··· DOCUMENT EXTRACT

Media article

The Implications of COVID-19 on the Shadow Economy

Inevitably, people trading in the informal sector will be one of the hardest hit groups due to COVID-19. Given that businesses in the informal sector tend to be unregistered, many of them do not pay tax and so are generally not eligible for structured economic rescue packages/bail-outs. Despite the fact that informal sector traders operate in the “shadows”, a substantial number of these businesses have affiliations to registered and well-governed associations (for example Co-alition of Informal Economy Associations of Eswatini, Eswatini Women Economic Empowerment Trust, just to name a few) under different product lines, such as domestic workers, garment workers, street vendors, waste pickers, amongst others. Policy makers need to ensure that they make operating in the formal economy an attractive business strategy for every entrepreneur. This will ensure that even though some businesses may continue to start in the informal sector, they will in turn deliberately endeavour to grow out of it and graduate into the formal economy to expand the country’s private sector. Ignoring the informal economy would not be a wise economic policy option for the Kingdom of Eswatini. The informal sector acts as a crucial component of the formal economy, providing income for farmers, food for low-income earners, and cheaper resources for urban dwellers. In fact, ignoring the informal sector will simply grow it even bigger particularly now during and after the COVID-19 pandemic when many people would have lost their jobs or had their livelihoods severed because of the slowdown in economic activities.

······
··· STORED DATA

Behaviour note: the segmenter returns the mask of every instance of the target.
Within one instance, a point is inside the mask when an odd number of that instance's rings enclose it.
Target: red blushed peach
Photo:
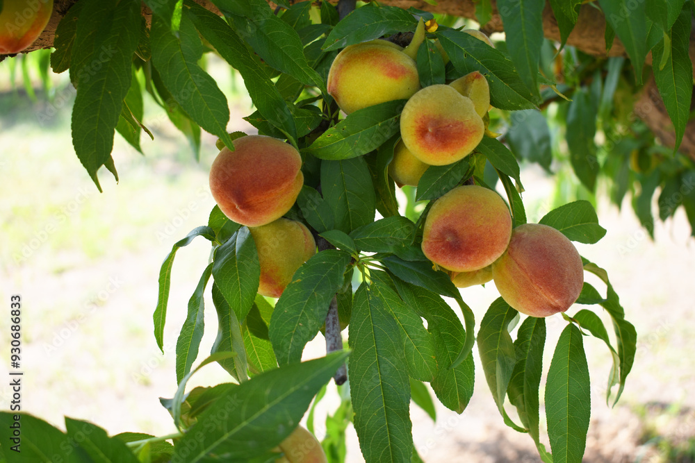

······

## WHAT YOU SHOULD DO
Please answer from the article on COVID-19 and the shadow economy: why are many informal sector businesses generally not eligible for structured economic rescue packages?

## OUTPUT
They tend to be unregistered, and many of them do not pay tax.